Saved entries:
□ □ □ □ □

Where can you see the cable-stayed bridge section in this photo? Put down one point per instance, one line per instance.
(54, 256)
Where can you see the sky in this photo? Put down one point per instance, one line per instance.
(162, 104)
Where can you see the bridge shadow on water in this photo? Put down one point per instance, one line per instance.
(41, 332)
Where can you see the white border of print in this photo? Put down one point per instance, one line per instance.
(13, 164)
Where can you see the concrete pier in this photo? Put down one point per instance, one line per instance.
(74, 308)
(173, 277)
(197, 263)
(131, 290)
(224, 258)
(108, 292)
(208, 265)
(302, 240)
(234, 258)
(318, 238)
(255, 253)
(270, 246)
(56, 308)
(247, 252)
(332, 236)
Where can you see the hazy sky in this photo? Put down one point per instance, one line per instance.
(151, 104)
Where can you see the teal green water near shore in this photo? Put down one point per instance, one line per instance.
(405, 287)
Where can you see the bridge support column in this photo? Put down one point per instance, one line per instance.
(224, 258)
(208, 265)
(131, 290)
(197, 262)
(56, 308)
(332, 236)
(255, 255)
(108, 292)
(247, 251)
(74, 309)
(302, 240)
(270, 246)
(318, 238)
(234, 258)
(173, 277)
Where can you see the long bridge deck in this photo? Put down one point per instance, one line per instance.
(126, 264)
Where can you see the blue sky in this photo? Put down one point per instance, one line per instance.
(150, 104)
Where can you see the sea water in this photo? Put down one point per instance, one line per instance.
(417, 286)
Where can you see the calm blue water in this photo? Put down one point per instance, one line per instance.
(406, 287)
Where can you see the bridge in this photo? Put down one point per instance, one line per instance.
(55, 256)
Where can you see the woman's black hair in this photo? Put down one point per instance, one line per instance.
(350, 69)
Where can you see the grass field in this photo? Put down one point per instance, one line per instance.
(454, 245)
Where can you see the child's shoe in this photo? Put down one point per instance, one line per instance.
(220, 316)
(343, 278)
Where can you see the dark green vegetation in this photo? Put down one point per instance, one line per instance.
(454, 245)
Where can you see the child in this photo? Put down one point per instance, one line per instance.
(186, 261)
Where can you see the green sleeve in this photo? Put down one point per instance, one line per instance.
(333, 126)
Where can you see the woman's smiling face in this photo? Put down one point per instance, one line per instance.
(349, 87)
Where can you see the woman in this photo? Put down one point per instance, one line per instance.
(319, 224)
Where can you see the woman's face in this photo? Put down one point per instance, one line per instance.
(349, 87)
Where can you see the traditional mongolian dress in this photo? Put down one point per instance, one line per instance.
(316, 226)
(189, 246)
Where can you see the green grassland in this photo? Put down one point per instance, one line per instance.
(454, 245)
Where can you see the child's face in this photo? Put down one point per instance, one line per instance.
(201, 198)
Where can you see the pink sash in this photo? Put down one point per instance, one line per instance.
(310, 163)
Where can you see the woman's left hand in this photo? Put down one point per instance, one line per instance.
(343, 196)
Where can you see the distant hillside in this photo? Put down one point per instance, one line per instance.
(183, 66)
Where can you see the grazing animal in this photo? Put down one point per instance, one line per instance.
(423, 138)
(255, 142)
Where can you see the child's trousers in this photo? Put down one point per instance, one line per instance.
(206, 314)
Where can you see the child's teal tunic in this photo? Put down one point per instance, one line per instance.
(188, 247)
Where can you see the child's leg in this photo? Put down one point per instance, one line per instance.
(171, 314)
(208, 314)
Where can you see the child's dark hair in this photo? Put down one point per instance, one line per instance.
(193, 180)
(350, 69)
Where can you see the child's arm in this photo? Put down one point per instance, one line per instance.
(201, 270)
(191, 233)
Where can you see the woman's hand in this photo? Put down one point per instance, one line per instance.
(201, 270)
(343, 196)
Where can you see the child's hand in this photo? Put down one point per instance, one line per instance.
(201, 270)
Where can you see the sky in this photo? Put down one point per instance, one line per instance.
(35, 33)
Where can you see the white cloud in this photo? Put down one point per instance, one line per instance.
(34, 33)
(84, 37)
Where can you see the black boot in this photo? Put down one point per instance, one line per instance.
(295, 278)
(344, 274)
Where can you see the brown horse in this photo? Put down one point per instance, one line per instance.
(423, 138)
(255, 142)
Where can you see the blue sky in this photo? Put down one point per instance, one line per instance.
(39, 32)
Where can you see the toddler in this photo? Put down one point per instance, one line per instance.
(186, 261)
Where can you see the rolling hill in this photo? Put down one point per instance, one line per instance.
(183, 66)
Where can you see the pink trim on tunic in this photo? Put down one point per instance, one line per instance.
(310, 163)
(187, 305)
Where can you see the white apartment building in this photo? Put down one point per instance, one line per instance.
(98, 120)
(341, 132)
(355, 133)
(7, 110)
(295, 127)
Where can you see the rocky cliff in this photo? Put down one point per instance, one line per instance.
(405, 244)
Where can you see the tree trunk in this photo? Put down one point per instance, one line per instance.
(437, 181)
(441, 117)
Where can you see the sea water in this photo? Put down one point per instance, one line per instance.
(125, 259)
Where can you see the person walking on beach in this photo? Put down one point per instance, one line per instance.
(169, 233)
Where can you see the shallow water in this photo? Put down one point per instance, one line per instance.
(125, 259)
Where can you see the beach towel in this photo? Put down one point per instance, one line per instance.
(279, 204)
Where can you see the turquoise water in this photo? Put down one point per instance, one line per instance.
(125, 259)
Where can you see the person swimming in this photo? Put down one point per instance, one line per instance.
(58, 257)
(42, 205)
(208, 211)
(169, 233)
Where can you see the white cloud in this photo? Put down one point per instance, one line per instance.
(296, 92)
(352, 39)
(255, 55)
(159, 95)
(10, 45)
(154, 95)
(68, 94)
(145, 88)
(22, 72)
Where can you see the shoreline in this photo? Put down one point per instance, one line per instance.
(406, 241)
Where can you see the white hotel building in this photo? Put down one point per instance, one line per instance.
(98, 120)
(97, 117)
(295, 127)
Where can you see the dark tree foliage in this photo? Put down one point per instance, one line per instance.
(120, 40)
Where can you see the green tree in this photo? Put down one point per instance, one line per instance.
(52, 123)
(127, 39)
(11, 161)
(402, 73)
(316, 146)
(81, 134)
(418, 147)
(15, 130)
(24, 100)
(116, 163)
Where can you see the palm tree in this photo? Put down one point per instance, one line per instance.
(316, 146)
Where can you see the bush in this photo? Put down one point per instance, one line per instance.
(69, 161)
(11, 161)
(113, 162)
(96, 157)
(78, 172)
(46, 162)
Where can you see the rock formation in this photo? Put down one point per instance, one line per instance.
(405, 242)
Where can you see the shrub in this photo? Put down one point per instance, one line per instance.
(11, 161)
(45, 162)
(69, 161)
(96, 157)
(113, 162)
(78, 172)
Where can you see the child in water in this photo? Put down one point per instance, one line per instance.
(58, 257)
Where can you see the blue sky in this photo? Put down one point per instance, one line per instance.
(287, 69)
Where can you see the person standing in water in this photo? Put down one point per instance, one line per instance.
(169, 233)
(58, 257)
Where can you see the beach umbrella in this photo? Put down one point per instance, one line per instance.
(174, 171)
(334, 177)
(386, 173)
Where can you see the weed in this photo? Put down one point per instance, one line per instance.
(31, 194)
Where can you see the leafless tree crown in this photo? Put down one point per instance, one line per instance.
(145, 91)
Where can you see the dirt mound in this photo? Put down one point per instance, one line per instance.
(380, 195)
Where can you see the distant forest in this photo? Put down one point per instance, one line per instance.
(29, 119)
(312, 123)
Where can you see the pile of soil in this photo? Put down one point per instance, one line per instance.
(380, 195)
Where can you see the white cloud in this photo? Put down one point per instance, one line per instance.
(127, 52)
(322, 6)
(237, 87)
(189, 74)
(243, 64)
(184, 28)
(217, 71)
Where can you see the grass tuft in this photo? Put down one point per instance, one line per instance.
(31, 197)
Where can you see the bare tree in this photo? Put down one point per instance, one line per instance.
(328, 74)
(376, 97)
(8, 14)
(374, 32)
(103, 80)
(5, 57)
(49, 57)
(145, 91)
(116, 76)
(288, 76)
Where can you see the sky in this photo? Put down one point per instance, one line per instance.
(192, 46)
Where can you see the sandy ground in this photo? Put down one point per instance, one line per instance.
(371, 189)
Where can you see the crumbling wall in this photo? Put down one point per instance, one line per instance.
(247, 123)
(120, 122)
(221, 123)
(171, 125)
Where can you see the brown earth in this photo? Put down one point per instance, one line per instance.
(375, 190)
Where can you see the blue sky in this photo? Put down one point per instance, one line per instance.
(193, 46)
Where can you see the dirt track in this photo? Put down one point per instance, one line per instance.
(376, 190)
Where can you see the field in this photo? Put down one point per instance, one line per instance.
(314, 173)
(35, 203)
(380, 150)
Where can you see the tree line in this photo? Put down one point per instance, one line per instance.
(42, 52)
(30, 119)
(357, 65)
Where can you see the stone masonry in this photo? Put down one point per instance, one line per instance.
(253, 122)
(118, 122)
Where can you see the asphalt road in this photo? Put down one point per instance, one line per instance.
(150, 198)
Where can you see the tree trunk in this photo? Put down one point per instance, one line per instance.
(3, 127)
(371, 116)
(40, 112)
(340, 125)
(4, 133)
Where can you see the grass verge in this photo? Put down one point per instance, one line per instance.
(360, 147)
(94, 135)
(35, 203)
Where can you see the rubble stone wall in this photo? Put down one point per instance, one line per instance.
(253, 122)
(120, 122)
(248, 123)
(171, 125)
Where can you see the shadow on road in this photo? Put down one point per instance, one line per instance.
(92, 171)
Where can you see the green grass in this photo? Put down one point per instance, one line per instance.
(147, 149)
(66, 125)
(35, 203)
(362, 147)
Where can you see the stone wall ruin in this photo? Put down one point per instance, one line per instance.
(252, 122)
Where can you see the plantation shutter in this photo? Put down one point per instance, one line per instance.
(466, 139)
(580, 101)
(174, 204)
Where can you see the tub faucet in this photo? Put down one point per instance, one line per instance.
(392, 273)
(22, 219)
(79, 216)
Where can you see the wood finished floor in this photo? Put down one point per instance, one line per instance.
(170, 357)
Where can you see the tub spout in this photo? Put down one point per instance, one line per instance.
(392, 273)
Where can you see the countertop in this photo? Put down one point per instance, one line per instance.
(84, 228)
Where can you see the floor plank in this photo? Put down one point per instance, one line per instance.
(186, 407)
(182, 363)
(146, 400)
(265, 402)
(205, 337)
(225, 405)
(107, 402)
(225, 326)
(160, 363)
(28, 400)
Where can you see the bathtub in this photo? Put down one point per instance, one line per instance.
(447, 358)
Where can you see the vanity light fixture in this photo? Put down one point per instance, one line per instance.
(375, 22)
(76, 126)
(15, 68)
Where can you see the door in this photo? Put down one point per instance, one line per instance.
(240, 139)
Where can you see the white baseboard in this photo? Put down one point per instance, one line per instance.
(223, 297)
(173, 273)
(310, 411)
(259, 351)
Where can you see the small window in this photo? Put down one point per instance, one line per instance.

□ □ □ □ □

◆ STATED TASK ◆
Rewrite everything from the line containing "Where can you see the vanity" down to the end of the data, including the requests. Multiply each point coordinate in the answers by 1.1 and round it to a whole number, with halves rounded up.

◆ EXERCISE SOLUTION ◆
Where can you see the vanity light fixture in this photo? Put down one point per instance, one line per instance.
(413, 24)
(84, 139)
(17, 75)
Where can you see the door in this photo? Put down one point per instance, one line per instance.
(264, 153)
Where can you see the white baseboard in this photo? Put down one point per instance, one line per instance.
(245, 327)
(190, 300)
(341, 452)
(285, 386)
Where can you see the small window in this photo? Put down one point per instance, one line per instance.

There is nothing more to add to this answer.